How to Change Management in 8 Steps – By John Kotter

How to Change Management in 8 Steps.

This is a short video that will reveal you how to change an organization for the better.

  • The representation was very nice. Every business should implement change management in their businesses. Change management have its own advantage which can take your business to heights.

  • Hi Lean Vlog,

    “Perhaps the greatest challenge business leaders [at ALL LEVELS] face today is how to stay competitive amid constant turbulence and disruption….” As you might guess, those are John Kotter’s words, as they appear at the beginning of his award winning HBR article entitled “Accelerate!” Without question, John’s work in the change management arena (both past and present) has definitely set a high-water mark for others to shoot for in terms of the volume of usable knowledge and insight (aka wisdom) that he’s generated.

    That said, his 8-step change management process – as described in the video above – was first introduced to the world back in 1996 in his best-selling book entitled “Leading Change.” It’s been two decades since that article was first published, and the world human beings live in and work in today is a vastly different place than it was back then… climate change, globalization/outsourcing/off-shoring, the ascendance of new global powers, population growth, and increasing wicked sustainability issues are just a few examples of the sorts of challenging issues that are confronting humanity. What that growing list of heretofore unprecedented hurdles means for those who are still living and working – and likely to continue to do so in one way or another for another 20-30 years is that the same THINKING AND BEHAVING patterns that generated these current-state situation (which will likely have tremendous lingering influence over the foreseeable future-state conditions) CANNOT be applied in the context of attempting to resolving these sorts of wicked problems; at least not without some modification(s)/adjustment(s).

§ §

• **PROBLEM SET**
• 1. According to the page on Kotter's change management steps, in what year and in which book was the 8-step process first introduced?
• 2. Pick up the page on Kotter's change management steps after its last sentence and continue it.

Data records

§ §

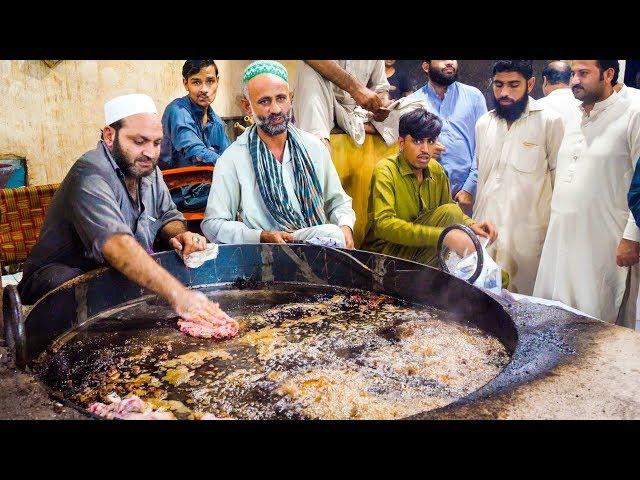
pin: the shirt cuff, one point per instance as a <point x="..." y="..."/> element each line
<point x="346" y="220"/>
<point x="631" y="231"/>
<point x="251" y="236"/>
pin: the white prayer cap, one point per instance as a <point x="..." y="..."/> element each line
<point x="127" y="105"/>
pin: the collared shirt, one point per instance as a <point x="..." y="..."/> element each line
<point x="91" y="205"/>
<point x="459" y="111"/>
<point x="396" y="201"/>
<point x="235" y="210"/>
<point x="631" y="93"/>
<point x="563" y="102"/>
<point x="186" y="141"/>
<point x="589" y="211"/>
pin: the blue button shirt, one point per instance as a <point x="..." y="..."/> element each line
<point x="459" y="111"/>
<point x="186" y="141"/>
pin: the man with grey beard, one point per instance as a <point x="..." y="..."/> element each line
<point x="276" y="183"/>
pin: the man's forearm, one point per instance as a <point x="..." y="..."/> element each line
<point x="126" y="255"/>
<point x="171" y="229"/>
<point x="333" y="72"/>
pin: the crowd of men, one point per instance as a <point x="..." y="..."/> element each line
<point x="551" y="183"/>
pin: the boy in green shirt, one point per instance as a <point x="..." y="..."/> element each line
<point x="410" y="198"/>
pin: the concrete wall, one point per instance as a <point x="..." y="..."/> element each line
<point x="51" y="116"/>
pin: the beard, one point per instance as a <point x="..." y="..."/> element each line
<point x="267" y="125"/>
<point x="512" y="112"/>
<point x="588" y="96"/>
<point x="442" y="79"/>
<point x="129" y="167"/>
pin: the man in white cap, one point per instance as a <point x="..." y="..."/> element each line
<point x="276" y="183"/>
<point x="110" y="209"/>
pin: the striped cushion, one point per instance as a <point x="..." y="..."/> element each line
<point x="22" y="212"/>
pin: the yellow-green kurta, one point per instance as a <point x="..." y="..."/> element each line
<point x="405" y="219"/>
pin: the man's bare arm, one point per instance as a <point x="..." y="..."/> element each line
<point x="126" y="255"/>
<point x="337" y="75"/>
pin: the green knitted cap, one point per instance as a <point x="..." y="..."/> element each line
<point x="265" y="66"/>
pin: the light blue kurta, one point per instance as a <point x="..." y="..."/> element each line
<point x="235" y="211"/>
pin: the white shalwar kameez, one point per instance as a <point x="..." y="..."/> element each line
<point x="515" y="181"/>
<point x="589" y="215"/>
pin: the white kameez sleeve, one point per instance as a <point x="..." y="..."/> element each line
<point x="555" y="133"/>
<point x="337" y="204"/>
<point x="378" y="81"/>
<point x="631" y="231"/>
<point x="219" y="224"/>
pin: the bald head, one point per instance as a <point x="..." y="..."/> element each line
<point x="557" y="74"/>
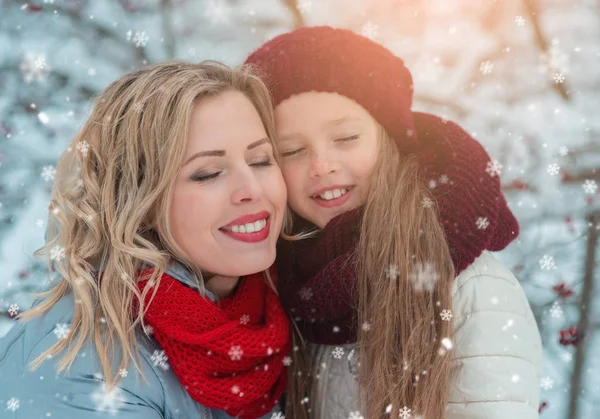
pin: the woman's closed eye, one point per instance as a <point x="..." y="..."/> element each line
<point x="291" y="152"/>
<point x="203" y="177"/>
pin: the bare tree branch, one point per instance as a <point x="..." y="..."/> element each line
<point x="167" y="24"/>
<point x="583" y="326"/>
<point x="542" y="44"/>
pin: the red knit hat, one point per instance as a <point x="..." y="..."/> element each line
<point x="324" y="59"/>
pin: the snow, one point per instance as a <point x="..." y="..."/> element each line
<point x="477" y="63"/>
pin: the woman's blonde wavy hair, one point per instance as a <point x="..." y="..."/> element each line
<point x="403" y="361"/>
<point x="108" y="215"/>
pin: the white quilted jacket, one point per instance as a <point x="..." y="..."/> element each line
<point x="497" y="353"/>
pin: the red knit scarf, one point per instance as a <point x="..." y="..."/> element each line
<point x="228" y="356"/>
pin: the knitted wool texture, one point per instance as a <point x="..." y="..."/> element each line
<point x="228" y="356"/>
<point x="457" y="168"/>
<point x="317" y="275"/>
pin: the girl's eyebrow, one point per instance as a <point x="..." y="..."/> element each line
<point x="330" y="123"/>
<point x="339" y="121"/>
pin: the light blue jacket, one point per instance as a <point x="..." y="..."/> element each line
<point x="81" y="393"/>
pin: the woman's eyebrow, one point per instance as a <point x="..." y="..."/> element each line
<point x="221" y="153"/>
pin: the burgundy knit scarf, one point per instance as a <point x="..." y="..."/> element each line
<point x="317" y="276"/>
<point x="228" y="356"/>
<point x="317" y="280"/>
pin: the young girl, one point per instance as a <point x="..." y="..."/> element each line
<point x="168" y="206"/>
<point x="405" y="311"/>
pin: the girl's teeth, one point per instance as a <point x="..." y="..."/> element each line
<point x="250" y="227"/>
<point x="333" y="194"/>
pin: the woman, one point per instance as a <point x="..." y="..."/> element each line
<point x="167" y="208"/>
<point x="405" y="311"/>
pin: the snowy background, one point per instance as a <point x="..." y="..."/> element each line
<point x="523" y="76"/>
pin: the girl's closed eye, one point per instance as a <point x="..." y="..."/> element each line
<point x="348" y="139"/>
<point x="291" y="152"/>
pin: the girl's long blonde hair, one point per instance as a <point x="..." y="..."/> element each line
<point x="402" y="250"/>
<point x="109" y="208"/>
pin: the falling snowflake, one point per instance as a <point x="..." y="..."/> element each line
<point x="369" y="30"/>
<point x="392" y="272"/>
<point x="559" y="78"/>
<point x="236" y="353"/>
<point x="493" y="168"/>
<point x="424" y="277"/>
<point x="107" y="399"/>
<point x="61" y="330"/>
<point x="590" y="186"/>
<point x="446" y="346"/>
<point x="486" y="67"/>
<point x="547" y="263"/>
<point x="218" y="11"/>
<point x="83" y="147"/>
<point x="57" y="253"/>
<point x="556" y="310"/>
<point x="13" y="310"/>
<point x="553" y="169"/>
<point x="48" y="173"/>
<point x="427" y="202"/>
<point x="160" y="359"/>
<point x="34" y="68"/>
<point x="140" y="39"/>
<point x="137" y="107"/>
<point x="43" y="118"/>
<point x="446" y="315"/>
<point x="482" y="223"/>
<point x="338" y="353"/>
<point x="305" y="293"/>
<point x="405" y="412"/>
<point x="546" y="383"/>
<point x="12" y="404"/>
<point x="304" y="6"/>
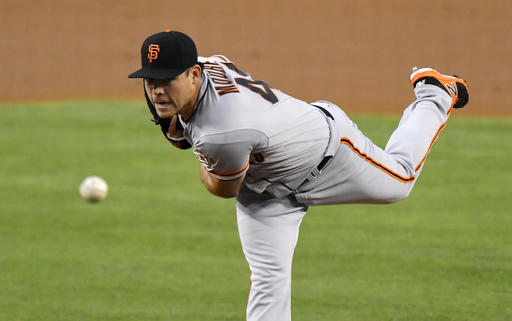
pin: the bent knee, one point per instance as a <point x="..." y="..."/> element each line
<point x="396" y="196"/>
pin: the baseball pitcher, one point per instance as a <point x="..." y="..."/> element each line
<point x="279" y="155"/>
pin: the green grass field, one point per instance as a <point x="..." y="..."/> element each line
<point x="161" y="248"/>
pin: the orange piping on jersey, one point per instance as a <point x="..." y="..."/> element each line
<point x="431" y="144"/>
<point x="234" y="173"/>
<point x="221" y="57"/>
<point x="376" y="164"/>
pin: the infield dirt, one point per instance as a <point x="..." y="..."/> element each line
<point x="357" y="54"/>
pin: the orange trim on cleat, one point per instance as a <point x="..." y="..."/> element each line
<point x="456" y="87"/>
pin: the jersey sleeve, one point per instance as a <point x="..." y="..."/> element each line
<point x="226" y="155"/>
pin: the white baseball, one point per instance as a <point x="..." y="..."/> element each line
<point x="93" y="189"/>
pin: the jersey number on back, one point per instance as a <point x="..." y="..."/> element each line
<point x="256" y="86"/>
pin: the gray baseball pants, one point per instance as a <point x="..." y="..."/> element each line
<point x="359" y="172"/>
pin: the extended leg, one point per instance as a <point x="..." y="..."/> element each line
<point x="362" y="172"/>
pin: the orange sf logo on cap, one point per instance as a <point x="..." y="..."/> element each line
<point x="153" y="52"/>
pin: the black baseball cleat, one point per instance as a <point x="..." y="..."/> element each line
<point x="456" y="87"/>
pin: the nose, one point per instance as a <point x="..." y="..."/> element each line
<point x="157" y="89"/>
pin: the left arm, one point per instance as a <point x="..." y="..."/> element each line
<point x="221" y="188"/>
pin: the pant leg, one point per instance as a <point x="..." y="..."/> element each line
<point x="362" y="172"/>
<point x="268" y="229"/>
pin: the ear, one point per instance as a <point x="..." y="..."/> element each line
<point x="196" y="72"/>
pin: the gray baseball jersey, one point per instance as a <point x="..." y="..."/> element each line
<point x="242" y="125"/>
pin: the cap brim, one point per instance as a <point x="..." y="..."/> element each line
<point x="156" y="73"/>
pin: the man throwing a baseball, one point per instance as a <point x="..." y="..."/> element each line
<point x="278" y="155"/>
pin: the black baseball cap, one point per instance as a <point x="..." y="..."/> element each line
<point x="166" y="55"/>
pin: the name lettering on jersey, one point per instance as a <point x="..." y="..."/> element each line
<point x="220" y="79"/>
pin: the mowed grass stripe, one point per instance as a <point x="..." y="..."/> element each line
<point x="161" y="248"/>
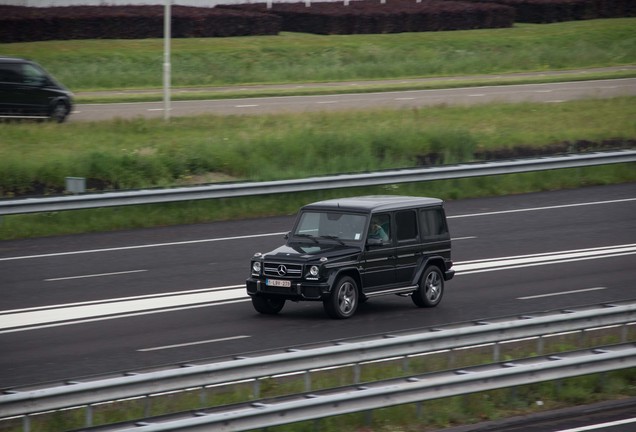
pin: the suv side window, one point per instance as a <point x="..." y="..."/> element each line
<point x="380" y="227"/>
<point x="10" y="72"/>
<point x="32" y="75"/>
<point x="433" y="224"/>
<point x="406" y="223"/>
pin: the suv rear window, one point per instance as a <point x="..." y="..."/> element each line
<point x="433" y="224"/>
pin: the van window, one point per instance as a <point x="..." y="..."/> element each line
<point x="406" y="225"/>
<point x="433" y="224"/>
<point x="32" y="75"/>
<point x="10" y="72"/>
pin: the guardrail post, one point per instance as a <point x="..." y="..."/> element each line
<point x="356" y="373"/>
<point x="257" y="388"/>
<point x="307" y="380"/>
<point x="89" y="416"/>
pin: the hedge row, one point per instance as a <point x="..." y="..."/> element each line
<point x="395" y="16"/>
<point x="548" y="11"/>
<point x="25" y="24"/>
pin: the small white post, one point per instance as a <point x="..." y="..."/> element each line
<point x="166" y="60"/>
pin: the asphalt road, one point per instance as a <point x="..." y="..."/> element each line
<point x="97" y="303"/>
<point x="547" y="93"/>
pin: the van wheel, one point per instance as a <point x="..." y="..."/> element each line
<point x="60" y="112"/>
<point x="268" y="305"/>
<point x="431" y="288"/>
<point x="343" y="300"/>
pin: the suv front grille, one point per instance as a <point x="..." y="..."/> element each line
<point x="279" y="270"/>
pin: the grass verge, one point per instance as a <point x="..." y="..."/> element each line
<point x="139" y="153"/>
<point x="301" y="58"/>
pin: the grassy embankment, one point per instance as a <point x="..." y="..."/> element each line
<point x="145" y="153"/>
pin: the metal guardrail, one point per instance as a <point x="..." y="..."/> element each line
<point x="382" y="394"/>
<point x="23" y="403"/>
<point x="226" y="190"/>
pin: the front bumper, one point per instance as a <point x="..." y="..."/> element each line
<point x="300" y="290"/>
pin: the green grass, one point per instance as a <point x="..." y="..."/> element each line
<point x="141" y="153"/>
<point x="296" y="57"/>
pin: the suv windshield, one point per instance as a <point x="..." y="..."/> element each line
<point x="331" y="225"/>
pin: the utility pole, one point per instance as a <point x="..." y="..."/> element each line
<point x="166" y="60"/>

§ §

• **RESPONSES FOR EACH TASK**
• 1. It was first introduced in 1996 in the book "Leading Change."

• 2.
    Ergo, when it comes to following a simple 8-step process to bring about the necessary/desired changes – in all relevant contexts)… socio-economic, business, environmental, geo-political, etc. – it’s likely that they are NOT SUFFICIENT to improve upon today’s and tomorrow’s likely state-of-being . In that regard, what I see as missing elements in the 8-step change process are the following:

    1) Defining a TRUE NORTH ORIENTATION (TNO) whose SRATEGIC INTENT is not only to maximize the value-added being generated for the sake of humanity as a whole, but is also COMPELLING to ALL members of an organization/community/society. [Note: This TNO then becomes the “aligning narrative” for the entire organization/community/society.]
    2) Establishing and leveraging a SYTEMIC PERSPECTIVE; one that takes into consideration ALL of the elements/components that make up the SYSTEM and the interdependencies and interactions that exist or need to exist among those components/elements. [Note: That TNO is a vital component/element of the SYSTEM in which it exists and is comprised of the combination of:

    a. A PRIMARY [overarching] PURPOSE or MISSION (which portrays a compelling reason or set of reasons for an organization/community/society to exist… its reason-for-being). This element can – and very well should – replace the notion of urgency. Why? Because it is much more sustainable and much more energizing.
    b. A desired/targeted FUTURE-STATE VISION which defines the core/distinctive characteristics and attributes and competencies of the entity with which people/members choose to be associated and to which they choose to contribute to their maximum abilities.
    c. A set of fundamental VALUES which support and enable the pursuit and on-going evolution of that FUTURE-STATE VISION.
    d. Both near and longer-term OBJECTIVES which define key milestones and the progressive evolution of the individual and collective COMPETENCIES AND COMPETITIVE CAPABILITIES (e.g., at the individual, team/group, department, and enterprise-wide levels in a business context) needed to pursue/fulfill the MISSION and realize the FUTURE-STATE VISION.

    3) Establishing a full-fledged commitment by members of an organization’s senior management staff/team to assume as their PRIMARY RESPONSIBILITY that of creating and sustaining a work ENVIRONMENT which is most conducive to having all members of the organization exercise their fullest discretionary THINKING and BEHAVING, both individually and collectively (i.e., at the individual, team/group, department and enterprise-wide levels), in the pursuit of the TNO.

    4) As part of creating and sustaining such an ENVIRONMENT, a LEADERSHIP ROLE needs to be disseminated throughout the organization/community/society an sustained at ALL LEVELS. In other words, there needs to be a transition away from the traditional LEADER-FOLLOWER modus operandi toward the more efficient and effective LEADER-LEADER modus operandi where the primary responsibility of all TRUE LEADERS is to create and support other LEADERS.

    5) Create, institutionalize, and continuously evolve a LEARNING ORGANIZATION CAPABILITY by practicing and perfecting competencies – at ALL LEVELS – in rapid/adaptive problem-solving and accelerated organizational learning. Why? Because… “the only truly sustainable competitive advantage is the SPEED with which an organization/SYSTEM is capable of learning; and thereby adapting.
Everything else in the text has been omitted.